Pemberian Nafkah Bagi Mantan Isteri Menurut Hukum Islam (Studi Atas Pemikiran Asghar Ali Engineer)

BAB I
PENDAHULUAN

            A. Latar Belakang Masalah

Perkawinan sangatlah penting dalam kehidupan manusia, perseorangan maupun kelompok. Dengan jalan perkawinan yang sah, pergaulan laki-laki dan perempuan terjadi secara terhormat sesuai kedudukan, manusia sebagai makhluk  yang berkehormatan, pergaulan hidup berumah tangga dibina dalam suasana damai, tentram dan penuh rasa kasih sayang antara suami dan isteri.
Dalam hubungan perkawinan banyak menimbulkan berbagai konsekwensi sebagai dampak adanya perikatan (Aqad) baru yang terjalin, antara lain terjalinnya ikatan kekeluargaan di antara keduanya, di samping itu hubungan perkawinan juga membuahkan adanya hak-hak baru yang sebelumnya tidak ada, kewajiban-kewajiban baru antara pihak yang satu terhadap yang lainnya, di antara kewajiban–kewajiban itu, termasuk kewajiban suami untuk memberikan nafkah kepada isterinya.

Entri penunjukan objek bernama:
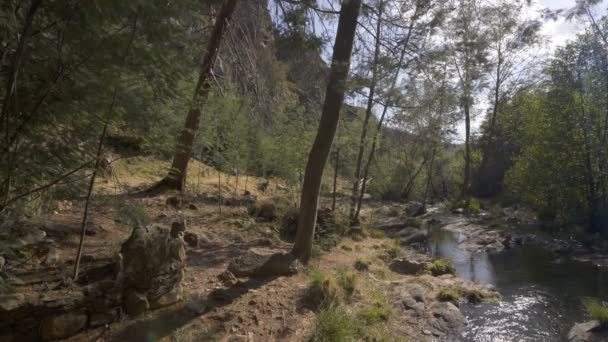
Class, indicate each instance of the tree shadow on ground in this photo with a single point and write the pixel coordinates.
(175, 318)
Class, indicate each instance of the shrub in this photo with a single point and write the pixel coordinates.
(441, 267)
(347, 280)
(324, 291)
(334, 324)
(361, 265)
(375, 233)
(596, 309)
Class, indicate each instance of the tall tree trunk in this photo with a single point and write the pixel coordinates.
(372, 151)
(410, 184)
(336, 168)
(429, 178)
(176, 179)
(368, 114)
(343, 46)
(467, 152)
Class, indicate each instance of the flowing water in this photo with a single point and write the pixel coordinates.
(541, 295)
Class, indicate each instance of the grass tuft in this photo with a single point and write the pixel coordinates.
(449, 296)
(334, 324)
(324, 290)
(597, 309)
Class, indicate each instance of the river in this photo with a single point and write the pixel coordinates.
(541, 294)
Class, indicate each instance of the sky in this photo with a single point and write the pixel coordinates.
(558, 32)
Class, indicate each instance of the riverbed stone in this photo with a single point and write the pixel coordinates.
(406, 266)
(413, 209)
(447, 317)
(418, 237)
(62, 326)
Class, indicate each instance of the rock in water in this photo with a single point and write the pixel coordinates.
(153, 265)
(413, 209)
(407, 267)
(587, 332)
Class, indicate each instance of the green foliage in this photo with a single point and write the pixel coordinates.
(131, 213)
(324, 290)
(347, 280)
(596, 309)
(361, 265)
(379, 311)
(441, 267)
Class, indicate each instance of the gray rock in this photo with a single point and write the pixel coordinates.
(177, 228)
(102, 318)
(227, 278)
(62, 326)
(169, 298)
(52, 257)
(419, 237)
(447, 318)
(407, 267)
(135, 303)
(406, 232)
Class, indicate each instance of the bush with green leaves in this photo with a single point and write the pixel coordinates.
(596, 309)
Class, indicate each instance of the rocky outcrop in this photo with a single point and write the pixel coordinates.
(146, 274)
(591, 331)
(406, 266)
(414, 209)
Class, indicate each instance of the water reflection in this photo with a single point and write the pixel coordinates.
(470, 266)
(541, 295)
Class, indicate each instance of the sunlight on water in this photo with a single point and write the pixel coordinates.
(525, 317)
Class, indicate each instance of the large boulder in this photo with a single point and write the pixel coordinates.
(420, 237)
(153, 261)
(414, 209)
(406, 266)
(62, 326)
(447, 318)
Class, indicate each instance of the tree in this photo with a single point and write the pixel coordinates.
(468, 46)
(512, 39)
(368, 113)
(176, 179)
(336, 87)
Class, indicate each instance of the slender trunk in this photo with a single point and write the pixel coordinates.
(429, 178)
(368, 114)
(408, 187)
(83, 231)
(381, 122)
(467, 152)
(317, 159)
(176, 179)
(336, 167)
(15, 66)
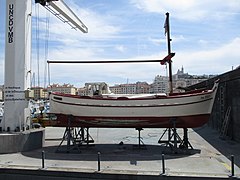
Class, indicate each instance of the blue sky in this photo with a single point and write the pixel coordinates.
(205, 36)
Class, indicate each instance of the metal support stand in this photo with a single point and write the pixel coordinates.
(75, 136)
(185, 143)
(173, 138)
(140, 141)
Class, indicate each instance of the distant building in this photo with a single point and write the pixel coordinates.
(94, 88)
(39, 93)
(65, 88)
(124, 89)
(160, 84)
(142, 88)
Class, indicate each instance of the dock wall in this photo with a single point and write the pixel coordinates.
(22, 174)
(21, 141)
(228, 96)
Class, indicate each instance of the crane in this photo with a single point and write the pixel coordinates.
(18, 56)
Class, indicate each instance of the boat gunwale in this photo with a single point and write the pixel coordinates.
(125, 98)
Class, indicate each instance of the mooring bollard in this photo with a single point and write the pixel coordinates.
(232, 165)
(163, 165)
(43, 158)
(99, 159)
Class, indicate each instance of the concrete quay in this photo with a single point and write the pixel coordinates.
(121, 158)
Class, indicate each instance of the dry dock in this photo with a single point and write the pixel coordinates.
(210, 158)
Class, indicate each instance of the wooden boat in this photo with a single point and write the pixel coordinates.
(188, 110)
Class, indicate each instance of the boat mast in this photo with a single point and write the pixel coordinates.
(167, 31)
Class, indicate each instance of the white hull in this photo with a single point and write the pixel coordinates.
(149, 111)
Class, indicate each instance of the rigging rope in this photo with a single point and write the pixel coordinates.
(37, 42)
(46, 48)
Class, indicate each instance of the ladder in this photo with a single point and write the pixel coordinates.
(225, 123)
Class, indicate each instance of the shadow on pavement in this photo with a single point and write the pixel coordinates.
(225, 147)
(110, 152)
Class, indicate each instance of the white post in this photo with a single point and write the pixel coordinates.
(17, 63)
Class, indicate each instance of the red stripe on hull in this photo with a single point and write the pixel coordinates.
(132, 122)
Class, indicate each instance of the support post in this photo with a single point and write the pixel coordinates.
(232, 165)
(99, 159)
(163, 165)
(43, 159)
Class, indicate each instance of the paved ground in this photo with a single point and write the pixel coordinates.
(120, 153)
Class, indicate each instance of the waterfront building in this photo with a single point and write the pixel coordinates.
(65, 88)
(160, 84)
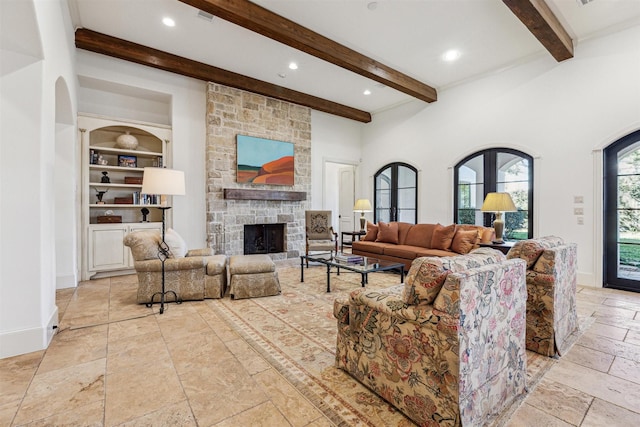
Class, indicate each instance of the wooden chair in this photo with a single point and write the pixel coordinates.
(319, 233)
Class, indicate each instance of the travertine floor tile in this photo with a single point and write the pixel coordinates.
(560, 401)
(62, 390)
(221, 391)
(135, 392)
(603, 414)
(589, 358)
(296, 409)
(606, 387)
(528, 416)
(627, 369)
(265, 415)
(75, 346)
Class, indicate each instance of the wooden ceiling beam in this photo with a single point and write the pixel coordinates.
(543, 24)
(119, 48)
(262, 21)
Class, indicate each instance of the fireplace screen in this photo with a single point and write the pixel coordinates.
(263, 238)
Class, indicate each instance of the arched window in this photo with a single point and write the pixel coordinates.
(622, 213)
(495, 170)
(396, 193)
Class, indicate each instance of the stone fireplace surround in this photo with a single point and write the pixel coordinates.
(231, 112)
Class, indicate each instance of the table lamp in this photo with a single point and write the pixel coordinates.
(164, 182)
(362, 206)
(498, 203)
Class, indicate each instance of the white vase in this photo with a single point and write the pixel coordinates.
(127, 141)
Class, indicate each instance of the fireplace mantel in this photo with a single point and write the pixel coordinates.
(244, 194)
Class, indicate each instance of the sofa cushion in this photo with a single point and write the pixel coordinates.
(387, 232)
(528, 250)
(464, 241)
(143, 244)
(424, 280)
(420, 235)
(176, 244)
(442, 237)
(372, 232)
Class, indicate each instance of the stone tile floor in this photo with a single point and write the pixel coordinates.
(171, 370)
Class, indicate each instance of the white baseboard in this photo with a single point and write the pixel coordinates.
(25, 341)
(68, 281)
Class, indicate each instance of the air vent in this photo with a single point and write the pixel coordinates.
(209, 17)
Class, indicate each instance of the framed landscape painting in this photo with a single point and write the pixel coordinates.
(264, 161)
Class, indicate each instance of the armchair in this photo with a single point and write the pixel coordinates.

--

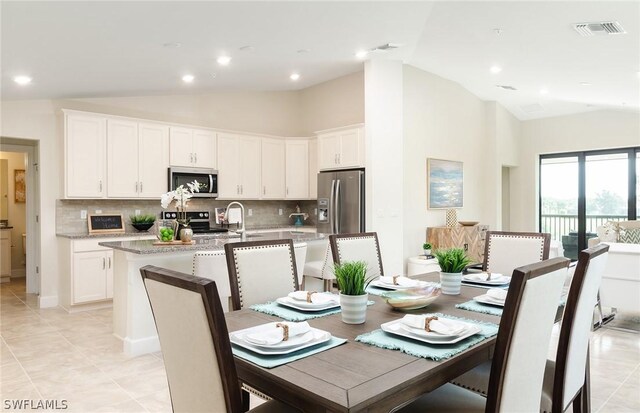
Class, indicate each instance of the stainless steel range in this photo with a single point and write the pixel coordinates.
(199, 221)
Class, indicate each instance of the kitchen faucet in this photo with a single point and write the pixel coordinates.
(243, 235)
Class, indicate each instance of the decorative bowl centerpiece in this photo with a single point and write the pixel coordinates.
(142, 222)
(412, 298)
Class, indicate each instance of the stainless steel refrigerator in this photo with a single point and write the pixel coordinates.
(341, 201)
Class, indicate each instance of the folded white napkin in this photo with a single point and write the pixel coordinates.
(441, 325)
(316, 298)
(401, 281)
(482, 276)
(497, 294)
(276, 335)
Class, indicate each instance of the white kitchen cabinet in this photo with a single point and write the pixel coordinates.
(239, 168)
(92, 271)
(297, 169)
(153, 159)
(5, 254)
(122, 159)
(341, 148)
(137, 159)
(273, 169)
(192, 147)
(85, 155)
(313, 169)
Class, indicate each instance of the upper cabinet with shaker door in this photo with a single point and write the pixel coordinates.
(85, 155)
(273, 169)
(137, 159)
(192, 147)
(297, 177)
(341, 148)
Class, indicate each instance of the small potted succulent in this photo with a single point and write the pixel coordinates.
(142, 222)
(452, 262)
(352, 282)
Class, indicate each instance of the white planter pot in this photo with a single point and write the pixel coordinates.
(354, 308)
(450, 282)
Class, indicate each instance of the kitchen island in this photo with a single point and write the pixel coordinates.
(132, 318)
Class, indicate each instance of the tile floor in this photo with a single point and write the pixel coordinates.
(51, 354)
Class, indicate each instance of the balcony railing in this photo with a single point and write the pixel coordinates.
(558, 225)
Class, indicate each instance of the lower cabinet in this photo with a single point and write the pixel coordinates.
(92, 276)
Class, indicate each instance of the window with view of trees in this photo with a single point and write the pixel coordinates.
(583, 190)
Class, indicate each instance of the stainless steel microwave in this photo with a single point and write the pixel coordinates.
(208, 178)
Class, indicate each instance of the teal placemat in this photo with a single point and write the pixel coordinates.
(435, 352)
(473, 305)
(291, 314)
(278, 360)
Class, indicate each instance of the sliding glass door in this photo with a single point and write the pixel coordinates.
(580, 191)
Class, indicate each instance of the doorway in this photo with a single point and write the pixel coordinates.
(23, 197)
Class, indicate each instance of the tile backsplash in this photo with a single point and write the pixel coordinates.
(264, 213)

==

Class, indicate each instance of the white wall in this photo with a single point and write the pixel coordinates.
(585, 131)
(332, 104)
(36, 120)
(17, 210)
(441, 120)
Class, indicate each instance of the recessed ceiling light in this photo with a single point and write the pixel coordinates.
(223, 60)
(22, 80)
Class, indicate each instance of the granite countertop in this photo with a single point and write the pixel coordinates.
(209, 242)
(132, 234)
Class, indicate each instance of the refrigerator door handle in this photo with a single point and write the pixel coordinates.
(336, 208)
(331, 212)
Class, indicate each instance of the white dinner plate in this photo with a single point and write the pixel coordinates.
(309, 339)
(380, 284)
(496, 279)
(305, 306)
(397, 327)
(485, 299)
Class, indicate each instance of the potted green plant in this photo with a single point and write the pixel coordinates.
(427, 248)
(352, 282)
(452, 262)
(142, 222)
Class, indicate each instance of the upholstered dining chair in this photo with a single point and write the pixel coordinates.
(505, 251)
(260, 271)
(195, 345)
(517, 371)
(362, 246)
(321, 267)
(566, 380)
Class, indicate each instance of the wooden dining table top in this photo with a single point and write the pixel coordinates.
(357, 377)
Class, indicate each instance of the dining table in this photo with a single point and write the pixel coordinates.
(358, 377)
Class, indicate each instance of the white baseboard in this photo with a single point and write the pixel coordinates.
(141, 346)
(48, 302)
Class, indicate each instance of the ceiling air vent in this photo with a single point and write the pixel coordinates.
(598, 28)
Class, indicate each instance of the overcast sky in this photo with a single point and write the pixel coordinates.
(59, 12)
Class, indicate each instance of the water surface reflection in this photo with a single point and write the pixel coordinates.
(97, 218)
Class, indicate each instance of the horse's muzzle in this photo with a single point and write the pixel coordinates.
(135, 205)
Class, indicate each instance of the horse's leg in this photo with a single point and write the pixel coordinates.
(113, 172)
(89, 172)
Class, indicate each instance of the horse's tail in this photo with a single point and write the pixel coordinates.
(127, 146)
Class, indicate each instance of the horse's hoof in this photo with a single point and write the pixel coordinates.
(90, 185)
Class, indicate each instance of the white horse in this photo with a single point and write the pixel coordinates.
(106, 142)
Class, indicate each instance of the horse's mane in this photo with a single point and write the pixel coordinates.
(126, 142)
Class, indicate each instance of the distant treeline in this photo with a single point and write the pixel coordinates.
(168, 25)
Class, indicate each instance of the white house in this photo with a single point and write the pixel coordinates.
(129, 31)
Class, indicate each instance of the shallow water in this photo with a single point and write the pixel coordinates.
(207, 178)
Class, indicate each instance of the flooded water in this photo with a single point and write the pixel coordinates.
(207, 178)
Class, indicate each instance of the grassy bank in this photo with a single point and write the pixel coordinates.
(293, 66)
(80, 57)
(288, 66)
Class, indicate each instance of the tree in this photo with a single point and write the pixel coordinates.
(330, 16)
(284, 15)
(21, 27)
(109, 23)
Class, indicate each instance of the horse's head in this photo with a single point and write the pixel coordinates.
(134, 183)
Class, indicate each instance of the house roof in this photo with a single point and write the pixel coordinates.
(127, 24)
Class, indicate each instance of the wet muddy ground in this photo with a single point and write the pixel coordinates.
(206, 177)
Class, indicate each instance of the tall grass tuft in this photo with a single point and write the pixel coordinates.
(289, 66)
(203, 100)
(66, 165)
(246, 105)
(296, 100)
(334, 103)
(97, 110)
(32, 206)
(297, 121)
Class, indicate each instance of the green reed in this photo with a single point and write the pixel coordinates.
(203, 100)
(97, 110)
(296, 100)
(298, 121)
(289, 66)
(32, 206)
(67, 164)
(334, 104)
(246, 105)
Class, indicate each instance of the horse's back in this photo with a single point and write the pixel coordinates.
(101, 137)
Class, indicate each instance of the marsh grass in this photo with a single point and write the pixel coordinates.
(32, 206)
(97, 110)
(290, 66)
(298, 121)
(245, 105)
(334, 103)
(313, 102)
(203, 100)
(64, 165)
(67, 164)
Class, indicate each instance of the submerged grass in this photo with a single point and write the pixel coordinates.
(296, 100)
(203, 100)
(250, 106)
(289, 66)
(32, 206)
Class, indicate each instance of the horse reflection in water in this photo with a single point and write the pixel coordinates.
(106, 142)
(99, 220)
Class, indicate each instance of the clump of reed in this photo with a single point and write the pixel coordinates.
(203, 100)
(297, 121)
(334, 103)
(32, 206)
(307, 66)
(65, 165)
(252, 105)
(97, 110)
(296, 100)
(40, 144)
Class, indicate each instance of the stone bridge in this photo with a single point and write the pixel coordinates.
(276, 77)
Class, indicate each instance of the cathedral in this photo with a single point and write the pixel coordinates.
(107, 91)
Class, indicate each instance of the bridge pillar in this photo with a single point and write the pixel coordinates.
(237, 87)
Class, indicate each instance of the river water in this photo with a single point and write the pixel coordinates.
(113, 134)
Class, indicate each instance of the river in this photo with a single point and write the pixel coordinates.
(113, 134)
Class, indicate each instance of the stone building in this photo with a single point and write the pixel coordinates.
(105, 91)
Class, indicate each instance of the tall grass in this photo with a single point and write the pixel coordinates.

PETUNJUK →
- 1) Tolong tulis ulang bagian kutipan sumber yang dimulai pada kata-kata "A. Latar Belakang" dan berhenti setelah "nafkah kepada isterinya.", sambil mengganti "suami" dengan "kepala keluarga".
- 2) Tampilkan setiap baris entri yang memuat kata "wall", dengan membedakan huruf besar dan huruf kecil.
Kutipan sumber dan entri adalah dua bahan yang terpisah.

JAWABAN →
- 1)
A. Latar Belakang Masalah

Perkawinan sangatlah penting dalam kehidupan manusia, perseorangan maupun kelompok. Dengan jalan perkawinan yang sah, pergaulan laki-laki dan perempuan terjadi secara terhormat sesuai kedudukan, manusia sebagai makhluk  yang berkehormatan, pergaulan hidup berumah tangga dibina dalam suasana damai, tentram dan penuh rasa kasih sayang antara kepala keluarga dan isteri.
Dalam hubungan perkawinan banyak menimbulkan berbagai konsekwensi sebagai dampak adanya perikatan (Aqad) baru yang terjalin, antara lain terjalinnya ikatan kekeluargaan di antara keduanya, di samping itu hubungan perkawinan juga membuahkan adanya hak-hak baru yang sebelumnya tidak ada, kewajiban-kewajiban baru antara pihak yang satu terhadap yang lainnya, di antara kewajiban–kewajiban itu, termasuk kewajiban kepala keluarga untuk memberikan nafkah kepada isterinya.

- 2)
Class, indicate each instance of the dock wall in this photo with a single point and write the pixel coordinates.
Class, indicate each instance of the white wall in this photo with a single point and write the pixel coordinates.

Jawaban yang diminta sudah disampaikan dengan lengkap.